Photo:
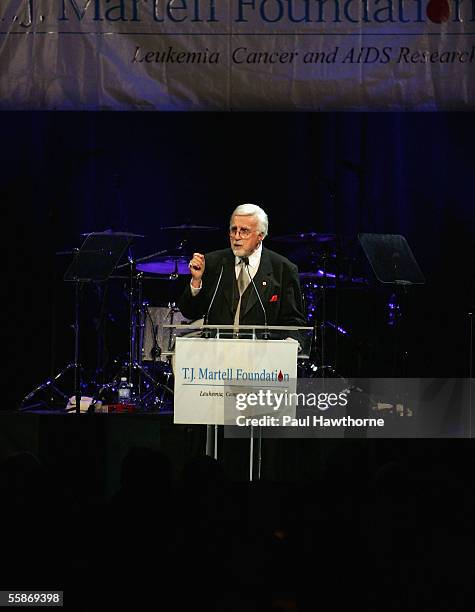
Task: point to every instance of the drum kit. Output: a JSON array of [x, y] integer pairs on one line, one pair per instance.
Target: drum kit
[[148, 365]]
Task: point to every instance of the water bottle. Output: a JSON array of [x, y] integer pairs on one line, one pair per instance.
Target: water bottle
[[125, 391]]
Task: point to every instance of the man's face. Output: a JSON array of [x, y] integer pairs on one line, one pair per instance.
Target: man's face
[[244, 235]]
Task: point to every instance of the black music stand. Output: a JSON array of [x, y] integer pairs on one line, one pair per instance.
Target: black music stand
[[94, 261], [393, 263]]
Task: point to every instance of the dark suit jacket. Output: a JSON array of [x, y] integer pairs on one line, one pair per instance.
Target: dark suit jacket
[[276, 280]]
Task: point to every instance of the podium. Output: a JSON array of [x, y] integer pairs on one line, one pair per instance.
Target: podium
[[215, 364]]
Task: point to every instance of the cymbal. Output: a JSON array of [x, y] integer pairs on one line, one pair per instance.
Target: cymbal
[[306, 237], [185, 227], [166, 266]]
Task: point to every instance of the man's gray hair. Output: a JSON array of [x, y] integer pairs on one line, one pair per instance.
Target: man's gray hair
[[252, 210]]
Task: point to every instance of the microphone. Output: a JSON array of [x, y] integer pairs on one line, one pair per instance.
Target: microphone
[[205, 320], [245, 260]]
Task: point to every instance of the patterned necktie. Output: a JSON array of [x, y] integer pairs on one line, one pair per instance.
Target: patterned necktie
[[243, 283]]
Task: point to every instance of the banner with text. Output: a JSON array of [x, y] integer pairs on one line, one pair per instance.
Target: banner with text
[[237, 54]]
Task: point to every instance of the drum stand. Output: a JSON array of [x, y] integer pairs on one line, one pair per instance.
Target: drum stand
[[136, 327], [94, 261]]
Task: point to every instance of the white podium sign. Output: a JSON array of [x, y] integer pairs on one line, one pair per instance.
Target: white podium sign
[[209, 372]]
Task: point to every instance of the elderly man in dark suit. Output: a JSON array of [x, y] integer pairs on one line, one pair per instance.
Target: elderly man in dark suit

**PROBLEM:**
Please write out all of the records above word for word, leaving the pictures out.

**FULL OUTPUT:**
Photo:
Task: point to every instance of the drum kit. Output: a JSON array of [x, y] integer pairs on one line, one pair per instance.
Target: drum kit
[[148, 365]]
Task: point to every instance of the water bottle. Output: a JSON array of [x, y] integer pairs on one line, one pair per instance.
Target: water bottle
[[125, 391]]
Task: point to every instance of the man's face. Output: a JSON array of [x, y] integer pairs on one line, one pair per instance.
Target: man's face
[[244, 235]]
Task: point to every instance of the black music stand. Output: a JSON array of [x, y] integer pairs on one line, one pair per instance.
Target: black music stand
[[94, 261], [393, 263]]
Task: point to every instance of the dark suit jacket. Output: a JSON array of [x, y] integer pairs on one line, one pair per instance.
Target: dark suit jacket
[[276, 280]]
Task: point to every instance of the podium. Output: a JSON array of [x, y] integer pairs on one line, one pair per instance.
Target: podium
[[215, 364]]
Task: point to every instance of the cymbal. Output: a JSON array of [x, y] integer pairs on one line, one pair per instance.
Target: cymbal
[[306, 237], [185, 227], [166, 266]]
Task: point to every instance of the man's gray hair. Output: a JSON array of [x, y] integer pairs on one line, one pair per instance.
Target: man's gray hair
[[252, 210]]
Task: point to every instance of the microphone. Output: a JSON array of [x, y] integer pairs on one line, one pair per instance.
Target: microphone
[[205, 320], [245, 260]]
Task: point to every instance of the patterned necktie. Output: a JSON array of [x, y] integer pairs on one line, one pair per instance.
Target: patterned necktie
[[243, 283]]
Task: point to every instance of the banner with text. Output: a JSON array of [x, y] integer pairs on one line, one pair per instance.
Target: banner with text
[[237, 54]]
Task: point to every instance of the drum stand. Output: a JSON array of [x, y] integer pairs on one line, one pair per instance.
Target: drum stand
[[136, 327], [94, 261]]
Task: point to every instance of the white podium sign. Output: a JSON array of [x, y] integer pairs on one line, one pair per instance.
Target: white podium sign
[[209, 372]]
Task: point to every instance of the elderly man in dark suit. Output: a JSON array of [x, y] integer pairs on one line, one pair per instance.
Target: elderly man in dark suit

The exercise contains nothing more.